• _What you are asked to do_
Could you render the listing below as a Markdown table with two columns, Row and Line, giving each line its number in Row, its text in Line, and leaving out any blank lines?

*** Items

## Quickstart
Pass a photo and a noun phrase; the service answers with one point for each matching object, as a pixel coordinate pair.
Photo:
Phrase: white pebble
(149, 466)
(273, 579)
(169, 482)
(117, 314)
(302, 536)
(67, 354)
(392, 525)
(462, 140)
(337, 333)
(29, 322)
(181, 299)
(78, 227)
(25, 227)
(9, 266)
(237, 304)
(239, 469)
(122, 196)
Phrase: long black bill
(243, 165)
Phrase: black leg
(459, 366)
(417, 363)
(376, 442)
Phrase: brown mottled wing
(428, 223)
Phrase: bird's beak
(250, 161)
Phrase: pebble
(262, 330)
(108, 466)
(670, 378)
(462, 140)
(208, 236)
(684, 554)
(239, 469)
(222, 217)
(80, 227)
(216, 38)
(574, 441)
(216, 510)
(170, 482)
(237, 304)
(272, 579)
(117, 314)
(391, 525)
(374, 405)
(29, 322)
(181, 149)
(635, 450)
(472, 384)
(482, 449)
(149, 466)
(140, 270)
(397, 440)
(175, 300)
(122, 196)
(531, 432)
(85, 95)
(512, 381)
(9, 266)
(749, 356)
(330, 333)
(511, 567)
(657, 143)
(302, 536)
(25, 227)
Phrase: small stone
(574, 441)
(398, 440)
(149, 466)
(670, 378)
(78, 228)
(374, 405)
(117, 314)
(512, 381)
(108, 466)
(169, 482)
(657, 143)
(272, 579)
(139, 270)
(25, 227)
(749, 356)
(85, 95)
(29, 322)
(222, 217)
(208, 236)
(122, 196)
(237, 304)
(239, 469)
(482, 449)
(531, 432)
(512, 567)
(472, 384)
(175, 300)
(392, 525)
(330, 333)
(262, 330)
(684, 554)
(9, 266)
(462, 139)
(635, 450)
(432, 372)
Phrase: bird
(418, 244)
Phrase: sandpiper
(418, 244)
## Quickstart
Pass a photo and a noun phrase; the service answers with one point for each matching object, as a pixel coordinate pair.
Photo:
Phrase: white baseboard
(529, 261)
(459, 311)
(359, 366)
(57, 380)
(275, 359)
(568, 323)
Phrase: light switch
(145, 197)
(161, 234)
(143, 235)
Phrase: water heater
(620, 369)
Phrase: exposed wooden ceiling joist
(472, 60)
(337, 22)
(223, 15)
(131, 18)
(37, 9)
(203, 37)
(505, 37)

******

• _Complete output_
| Row | Line |
|---|---|
| 1 | ## Quickstart |
| 2 | Pass a photo and a noun phrase; the service answers with one point for each matching object, as a pixel coordinate pair. |
| 3 | Photo: |
| 4 | Phrase: white pebble |
| 5 | (149, 466) |
| 6 | (273, 579) |
| 7 | (169, 482) |
| 8 | (117, 314) |
| 9 | (302, 536) |
| 10 | (67, 354) |
| 11 | (392, 525) |
| 12 | (462, 140) |
| 13 | (337, 333) |
| 14 | (29, 322) |
| 15 | (181, 299) |
| 16 | (78, 227) |
| 17 | (25, 227) |
| 18 | (9, 266) |
| 19 | (237, 304) |
| 20 | (239, 469) |
| 21 | (122, 196) |
| 22 | Phrase: long black bill |
| 23 | (243, 165) |
| 24 | Phrase: black leg |
| 25 | (459, 366) |
| 26 | (417, 363) |
| 27 | (376, 442) |
| 28 | Phrase: brown mottled wing |
| 29 | (428, 223) |
| 30 | Phrase: bird's beak |
| 31 | (250, 161) |
| 32 | Phrase: pebble |
| 33 | (262, 330) |
| 34 | (108, 466) |
| 35 | (670, 378) |
| 36 | (462, 140) |
| 37 | (208, 236) |
| 38 | (684, 554) |
| 39 | (239, 469) |
| 40 | (222, 217) |
| 41 | (80, 227) |
| 42 | (216, 38) |
| 43 | (574, 441) |
| 44 | (216, 510) |
| 45 | (170, 482) |
| 46 | (237, 304) |
| 47 | (272, 579) |
| 48 | (117, 314) |
| 49 | (391, 525) |
| 50 | (374, 405) |
| 51 | (29, 322) |
| 52 | (181, 149) |
| 53 | (635, 450) |
| 54 | (472, 384) |
| 55 | (482, 449) |
| 56 | (149, 466) |
| 57 | (140, 270) |
| 58 | (397, 440) |
| 59 | (175, 300) |
| 60 | (122, 196) |
| 61 | (531, 432) |
| 62 | (85, 95) |
| 63 | (512, 381) |
| 64 | (9, 266) |
| 65 | (749, 356) |
| 66 | (330, 333) |
| 67 | (511, 567) |
| 68 | (657, 143) |
| 69 | (302, 536) |
| 70 | (25, 227) |
| 71 | Phrase: small stone |
| 72 | (574, 441) |
| 73 | (398, 440) |
| 74 | (149, 466) |
| 75 | (670, 378) |
| 76 | (78, 228) |
| 77 | (374, 405) |
| 78 | (117, 314) |
| 79 | (512, 381) |
| 80 | (108, 466) |
| 81 | (169, 482) |
| 82 | (657, 143) |
| 83 | (272, 579) |
| 84 | (139, 270) |
| 85 | (25, 227) |
| 86 | (749, 356) |
| 87 | (85, 95) |
| 88 | (29, 322) |
| 89 | (222, 217) |
| 90 | (208, 236) |
| 91 | (122, 196) |
| 92 | (237, 304) |
| 93 | (239, 469) |
| 94 | (482, 449) |
| 95 | (531, 432) |
| 96 | (512, 567) |
| 97 | (472, 384) |
| 98 | (175, 300) |
| 99 | (392, 525) |
| 100 | (330, 333) |
| 101 | (262, 330) |
| 102 | (684, 554) |
| 103 | (9, 266) |
| 104 | (462, 139) |
| 105 | (635, 450) |
| 106 | (432, 372) |
| 107 | Phrase: bird |
| 108 | (418, 244) |
| 109 | Phrase: sandpiper |
| 110 | (418, 244) |
| 111 | ## Quickstart |
| 112 | Pass a photo and a noun phrase; the service answers with one point for each matching object, as a pixel coordinate pair. |
| 113 | Photo: |
| 114 | Phrase: white baseboard |
| 115 | (529, 261) |
| 116 | (459, 311) |
| 117 | (359, 366) |
| 118 | (57, 380) |
| 119 | (275, 359) |
| 120 | (568, 323) |
| 121 | Phrase: light switch |
| 122 | (145, 197) |
| 123 | (161, 234) |
| 124 | (143, 235) |
| 125 | Phrase: water heater |
| 126 | (620, 369) |
| 127 | Phrase: exposed wooden ceiling joist |
| 128 | (472, 60) |
| 129 | (337, 22) |
| 130 | (223, 15) |
| 131 | (131, 18) |
| 132 | (37, 9) |
| 133 | (203, 37) |
| 134 | (505, 37) |